-- start --

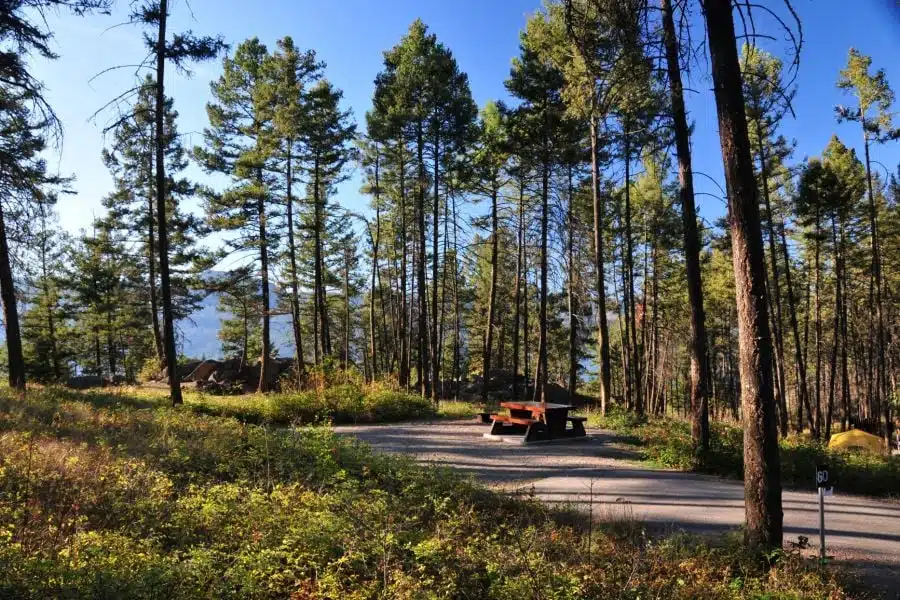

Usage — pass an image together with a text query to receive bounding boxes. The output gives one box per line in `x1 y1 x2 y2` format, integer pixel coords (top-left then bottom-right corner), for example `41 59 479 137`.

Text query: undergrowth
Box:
0 389 849 600
588 410 900 497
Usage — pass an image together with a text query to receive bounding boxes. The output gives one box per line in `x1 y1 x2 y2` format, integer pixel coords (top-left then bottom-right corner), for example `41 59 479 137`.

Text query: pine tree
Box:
298 80 356 366
506 23 565 402
103 76 212 362
22 202 69 382
194 38 283 392
835 48 900 444
660 0 709 454
215 269 263 370
703 0 783 548
265 37 324 378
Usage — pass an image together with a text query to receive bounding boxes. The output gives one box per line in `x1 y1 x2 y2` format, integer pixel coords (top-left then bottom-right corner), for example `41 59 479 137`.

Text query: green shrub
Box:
588 410 900 497
0 390 847 600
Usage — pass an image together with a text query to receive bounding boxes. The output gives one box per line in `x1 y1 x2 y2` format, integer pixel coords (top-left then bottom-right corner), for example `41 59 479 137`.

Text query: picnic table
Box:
489 401 587 442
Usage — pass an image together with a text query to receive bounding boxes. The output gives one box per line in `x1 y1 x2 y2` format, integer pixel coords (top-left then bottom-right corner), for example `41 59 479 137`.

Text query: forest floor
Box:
335 420 900 600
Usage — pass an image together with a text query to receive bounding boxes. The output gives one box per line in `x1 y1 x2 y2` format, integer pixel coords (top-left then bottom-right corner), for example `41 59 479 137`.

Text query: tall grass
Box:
588 410 900 499
0 390 848 600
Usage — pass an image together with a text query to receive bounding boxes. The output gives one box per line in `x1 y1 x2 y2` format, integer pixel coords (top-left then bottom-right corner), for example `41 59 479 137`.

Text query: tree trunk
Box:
154 0 183 406
624 131 644 417
566 165 578 398
256 169 272 392
313 156 330 365
534 163 550 402
481 189 500 401
661 0 709 453
778 200 812 433
813 211 822 440
756 129 788 437
452 195 462 400
430 136 441 403
285 140 306 384
397 136 409 389
591 117 612 415
0 196 25 394
703 0 783 548
862 130 893 446
825 217 843 441
369 197 384 381
838 221 850 431
513 181 528 400
147 154 166 364
416 124 431 398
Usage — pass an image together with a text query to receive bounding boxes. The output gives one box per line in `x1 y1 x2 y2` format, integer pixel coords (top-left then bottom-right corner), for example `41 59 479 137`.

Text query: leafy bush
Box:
588 411 900 497
0 390 847 600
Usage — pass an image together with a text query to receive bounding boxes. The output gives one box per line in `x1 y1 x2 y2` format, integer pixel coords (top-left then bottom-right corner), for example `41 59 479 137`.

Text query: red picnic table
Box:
490 401 587 442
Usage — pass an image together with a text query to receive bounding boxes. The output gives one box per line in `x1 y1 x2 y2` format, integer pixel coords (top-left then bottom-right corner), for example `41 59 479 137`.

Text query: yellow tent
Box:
828 429 884 454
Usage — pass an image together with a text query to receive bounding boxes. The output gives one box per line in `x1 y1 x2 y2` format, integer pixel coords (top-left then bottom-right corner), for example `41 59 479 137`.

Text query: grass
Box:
79 384 436 425
0 389 864 600
588 411 900 498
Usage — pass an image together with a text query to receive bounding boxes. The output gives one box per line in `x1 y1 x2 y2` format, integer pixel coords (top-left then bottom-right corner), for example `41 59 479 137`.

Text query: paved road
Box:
335 421 900 600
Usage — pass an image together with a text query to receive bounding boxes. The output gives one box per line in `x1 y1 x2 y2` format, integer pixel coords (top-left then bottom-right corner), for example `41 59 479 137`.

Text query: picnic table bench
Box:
489 401 587 442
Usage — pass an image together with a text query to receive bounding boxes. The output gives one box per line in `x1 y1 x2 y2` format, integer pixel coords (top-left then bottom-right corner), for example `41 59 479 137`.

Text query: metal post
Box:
819 487 825 563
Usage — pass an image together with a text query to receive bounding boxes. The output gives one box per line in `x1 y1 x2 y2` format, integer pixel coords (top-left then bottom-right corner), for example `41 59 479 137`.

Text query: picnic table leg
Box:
572 421 587 437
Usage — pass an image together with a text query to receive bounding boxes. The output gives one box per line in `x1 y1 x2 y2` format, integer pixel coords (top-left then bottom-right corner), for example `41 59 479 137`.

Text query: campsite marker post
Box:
816 465 832 564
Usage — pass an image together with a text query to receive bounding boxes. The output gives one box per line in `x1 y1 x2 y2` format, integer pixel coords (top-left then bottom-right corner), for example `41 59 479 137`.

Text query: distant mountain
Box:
175 289 294 358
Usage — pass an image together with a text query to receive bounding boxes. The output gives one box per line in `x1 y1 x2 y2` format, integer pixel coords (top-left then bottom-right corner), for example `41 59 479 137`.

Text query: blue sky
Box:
35 0 900 239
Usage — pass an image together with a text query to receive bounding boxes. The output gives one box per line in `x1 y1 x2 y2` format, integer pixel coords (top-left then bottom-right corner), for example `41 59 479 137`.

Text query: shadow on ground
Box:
335 421 900 600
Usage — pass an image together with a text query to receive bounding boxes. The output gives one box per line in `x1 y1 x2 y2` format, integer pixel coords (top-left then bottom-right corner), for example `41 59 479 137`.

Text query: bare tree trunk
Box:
147 154 166 364
591 117 612 415
156 0 183 406
661 0 709 453
862 130 893 446
756 127 788 437
452 194 462 400
624 131 644 416
481 189 500 400
256 178 272 392
416 125 431 398
703 0 783 548
813 213 822 440
431 136 441 402
778 209 812 433
534 164 550 402
825 217 843 440
837 222 850 431
513 181 528 400
566 165 578 399
285 140 306 384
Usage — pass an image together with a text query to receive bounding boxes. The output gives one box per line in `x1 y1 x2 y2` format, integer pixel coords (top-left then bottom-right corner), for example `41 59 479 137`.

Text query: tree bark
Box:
661 0 709 453
703 0 783 548
513 181 528 400
397 136 409 389
756 129 788 437
147 153 166 363
369 169 384 381
534 163 550 402
566 165 578 398
624 129 644 417
154 0 183 406
0 202 25 393
430 135 441 403
256 169 272 392
861 130 892 446
481 188 500 401
590 117 612 415
285 140 306 384
416 124 431 398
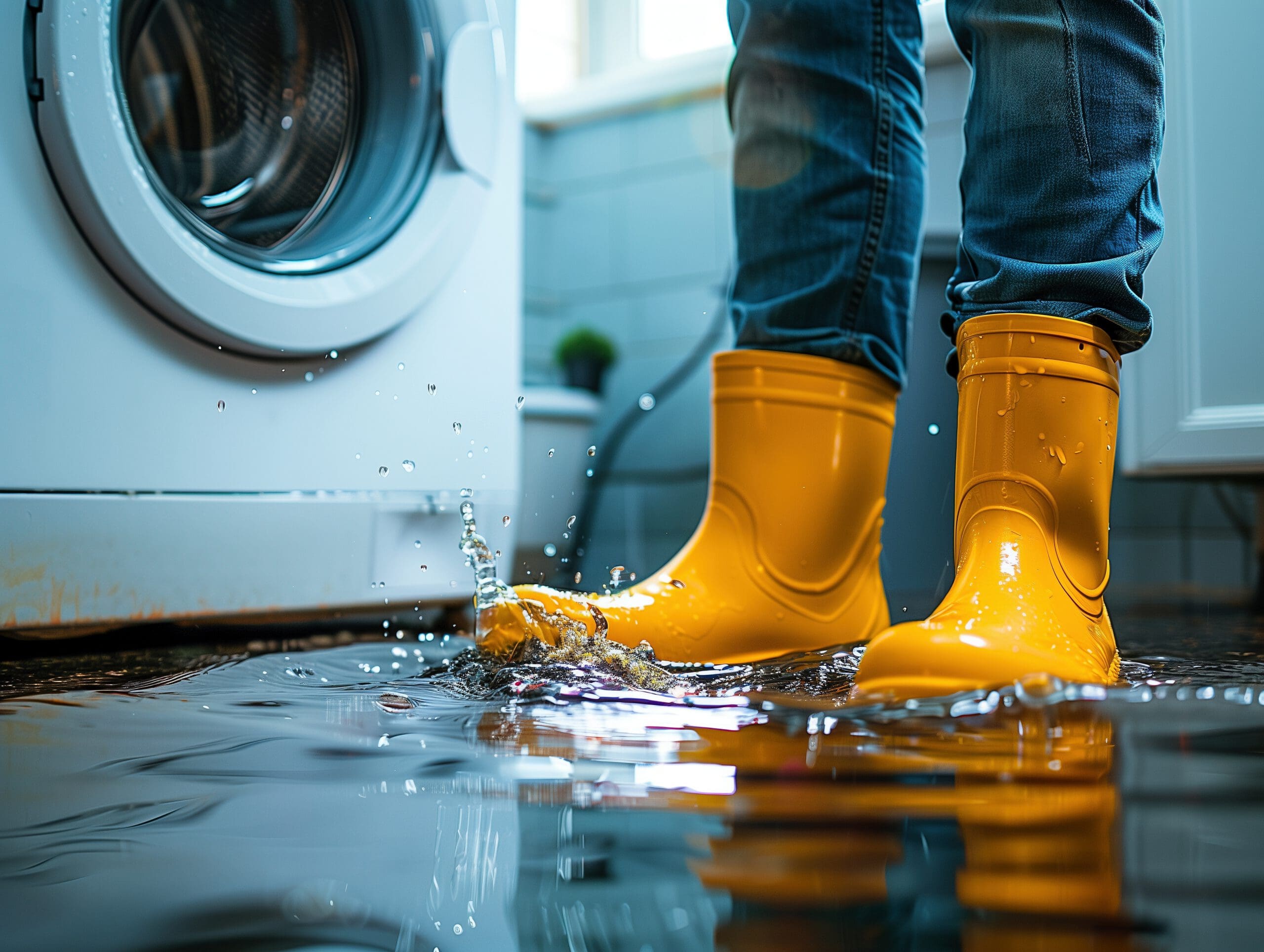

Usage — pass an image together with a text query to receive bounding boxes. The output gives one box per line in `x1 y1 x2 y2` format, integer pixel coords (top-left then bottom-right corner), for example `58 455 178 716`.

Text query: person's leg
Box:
944 0 1163 354
484 0 924 661
728 0 925 387
857 0 1163 694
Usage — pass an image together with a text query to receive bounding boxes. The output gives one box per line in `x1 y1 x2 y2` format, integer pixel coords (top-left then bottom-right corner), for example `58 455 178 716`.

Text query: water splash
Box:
460 499 518 638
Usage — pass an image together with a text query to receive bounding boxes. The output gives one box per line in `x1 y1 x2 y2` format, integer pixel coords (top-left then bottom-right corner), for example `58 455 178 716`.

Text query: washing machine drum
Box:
32 0 504 353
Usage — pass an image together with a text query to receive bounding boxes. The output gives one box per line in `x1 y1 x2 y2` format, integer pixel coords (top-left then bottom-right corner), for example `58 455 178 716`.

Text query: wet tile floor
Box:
0 611 1264 952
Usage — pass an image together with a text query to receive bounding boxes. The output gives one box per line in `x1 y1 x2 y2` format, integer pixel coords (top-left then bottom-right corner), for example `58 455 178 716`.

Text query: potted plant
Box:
553 327 617 393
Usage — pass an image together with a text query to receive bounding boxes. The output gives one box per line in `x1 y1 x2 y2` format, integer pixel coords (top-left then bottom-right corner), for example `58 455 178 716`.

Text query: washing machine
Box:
0 0 522 637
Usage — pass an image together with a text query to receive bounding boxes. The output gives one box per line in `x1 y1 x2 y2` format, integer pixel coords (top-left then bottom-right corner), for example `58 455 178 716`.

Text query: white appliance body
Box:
0 0 522 636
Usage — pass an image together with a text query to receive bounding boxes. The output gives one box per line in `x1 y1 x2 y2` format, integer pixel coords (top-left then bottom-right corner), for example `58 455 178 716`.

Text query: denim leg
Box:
943 0 1163 352
728 0 925 387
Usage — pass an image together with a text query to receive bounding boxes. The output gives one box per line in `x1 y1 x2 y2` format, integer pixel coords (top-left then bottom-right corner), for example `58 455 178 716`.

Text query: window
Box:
514 0 732 101
637 0 733 59
513 0 587 101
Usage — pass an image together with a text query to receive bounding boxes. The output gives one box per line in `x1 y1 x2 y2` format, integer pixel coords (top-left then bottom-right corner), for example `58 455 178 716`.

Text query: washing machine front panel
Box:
0 0 522 634
34 0 507 357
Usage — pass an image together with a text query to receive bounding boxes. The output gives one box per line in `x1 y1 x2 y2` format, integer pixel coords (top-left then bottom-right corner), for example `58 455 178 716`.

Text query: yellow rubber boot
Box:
857 314 1119 695
483 350 896 661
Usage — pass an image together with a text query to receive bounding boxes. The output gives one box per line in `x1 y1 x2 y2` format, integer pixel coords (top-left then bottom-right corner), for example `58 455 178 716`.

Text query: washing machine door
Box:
28 0 508 355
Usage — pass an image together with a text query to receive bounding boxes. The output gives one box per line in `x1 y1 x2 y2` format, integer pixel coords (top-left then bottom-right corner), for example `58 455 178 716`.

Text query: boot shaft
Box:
708 350 896 592
954 314 1120 600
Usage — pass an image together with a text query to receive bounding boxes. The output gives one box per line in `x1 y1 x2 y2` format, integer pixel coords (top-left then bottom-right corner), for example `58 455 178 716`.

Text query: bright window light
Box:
637 0 733 59
514 0 584 100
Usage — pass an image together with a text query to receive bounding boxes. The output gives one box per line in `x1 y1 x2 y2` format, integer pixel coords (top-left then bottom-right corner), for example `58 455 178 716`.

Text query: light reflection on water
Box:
7 612 1264 952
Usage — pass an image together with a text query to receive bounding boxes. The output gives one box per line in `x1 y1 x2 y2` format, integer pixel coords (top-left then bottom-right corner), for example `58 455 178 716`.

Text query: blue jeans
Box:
728 0 1163 386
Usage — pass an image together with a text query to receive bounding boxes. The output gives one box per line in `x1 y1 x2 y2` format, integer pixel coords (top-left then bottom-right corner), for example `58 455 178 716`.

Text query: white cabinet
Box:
1120 0 1264 473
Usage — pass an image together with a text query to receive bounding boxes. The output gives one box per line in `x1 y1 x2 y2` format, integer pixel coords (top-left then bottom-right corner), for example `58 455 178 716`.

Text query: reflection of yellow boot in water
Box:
857 314 1119 694
484 350 895 661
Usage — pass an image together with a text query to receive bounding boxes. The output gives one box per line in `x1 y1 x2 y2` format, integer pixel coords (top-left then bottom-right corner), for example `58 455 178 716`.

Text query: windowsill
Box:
522 0 961 129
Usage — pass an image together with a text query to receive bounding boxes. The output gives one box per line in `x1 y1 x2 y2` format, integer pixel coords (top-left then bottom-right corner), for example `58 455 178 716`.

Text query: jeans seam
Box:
843 0 894 329
1058 0 1093 162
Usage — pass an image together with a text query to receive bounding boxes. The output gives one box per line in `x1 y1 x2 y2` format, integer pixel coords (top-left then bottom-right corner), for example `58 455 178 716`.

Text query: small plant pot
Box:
562 358 608 393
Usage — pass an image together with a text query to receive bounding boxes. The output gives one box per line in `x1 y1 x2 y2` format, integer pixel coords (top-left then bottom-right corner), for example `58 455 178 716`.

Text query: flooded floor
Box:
0 604 1264 952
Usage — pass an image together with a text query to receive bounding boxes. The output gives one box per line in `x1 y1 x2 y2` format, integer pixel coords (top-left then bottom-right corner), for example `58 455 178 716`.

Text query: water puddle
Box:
0 500 1264 952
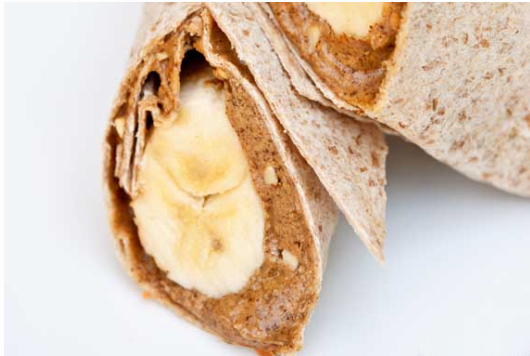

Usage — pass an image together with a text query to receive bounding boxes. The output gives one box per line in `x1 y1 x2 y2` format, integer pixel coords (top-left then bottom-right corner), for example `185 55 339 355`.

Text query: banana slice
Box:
132 70 265 298
306 2 384 38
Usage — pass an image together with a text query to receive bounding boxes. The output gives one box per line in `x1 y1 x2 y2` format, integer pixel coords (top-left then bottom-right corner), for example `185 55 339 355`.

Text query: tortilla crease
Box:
104 3 387 352
258 3 530 197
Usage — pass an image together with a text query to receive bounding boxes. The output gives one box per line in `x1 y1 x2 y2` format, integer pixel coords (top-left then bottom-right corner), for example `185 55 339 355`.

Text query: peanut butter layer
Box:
269 3 405 106
107 25 319 352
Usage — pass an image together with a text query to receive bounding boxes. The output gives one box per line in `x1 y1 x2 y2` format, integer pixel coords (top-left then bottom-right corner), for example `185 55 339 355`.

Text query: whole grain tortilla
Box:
207 3 388 261
259 3 530 196
104 3 387 352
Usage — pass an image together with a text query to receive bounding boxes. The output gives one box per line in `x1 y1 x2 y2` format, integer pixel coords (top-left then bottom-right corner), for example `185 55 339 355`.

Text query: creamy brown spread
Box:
103 14 319 352
269 3 405 105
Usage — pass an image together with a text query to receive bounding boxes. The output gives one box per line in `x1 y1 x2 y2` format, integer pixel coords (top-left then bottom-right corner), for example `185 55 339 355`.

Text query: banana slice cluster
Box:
131 69 265 298
306 2 384 38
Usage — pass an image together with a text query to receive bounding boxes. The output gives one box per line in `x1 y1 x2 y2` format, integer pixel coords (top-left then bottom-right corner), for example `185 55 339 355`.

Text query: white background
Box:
4 4 530 356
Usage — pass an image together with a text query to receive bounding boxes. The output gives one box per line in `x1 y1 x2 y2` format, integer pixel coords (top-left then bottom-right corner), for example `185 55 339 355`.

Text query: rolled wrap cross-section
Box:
105 4 386 353
262 3 530 196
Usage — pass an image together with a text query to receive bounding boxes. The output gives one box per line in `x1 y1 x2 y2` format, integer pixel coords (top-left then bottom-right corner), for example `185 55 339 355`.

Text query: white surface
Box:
4 4 530 356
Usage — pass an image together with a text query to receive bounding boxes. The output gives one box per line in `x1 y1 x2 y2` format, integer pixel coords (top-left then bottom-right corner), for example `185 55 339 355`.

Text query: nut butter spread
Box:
269 3 405 105
107 13 320 353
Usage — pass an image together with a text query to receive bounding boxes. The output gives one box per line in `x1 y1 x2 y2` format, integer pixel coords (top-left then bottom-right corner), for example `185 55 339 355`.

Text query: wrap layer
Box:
104 4 386 353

-- end --

Required work = Show every line above that contains the word "blue". Case counts.

Result for this task =
Text query: blue sky
Text query: blue jeans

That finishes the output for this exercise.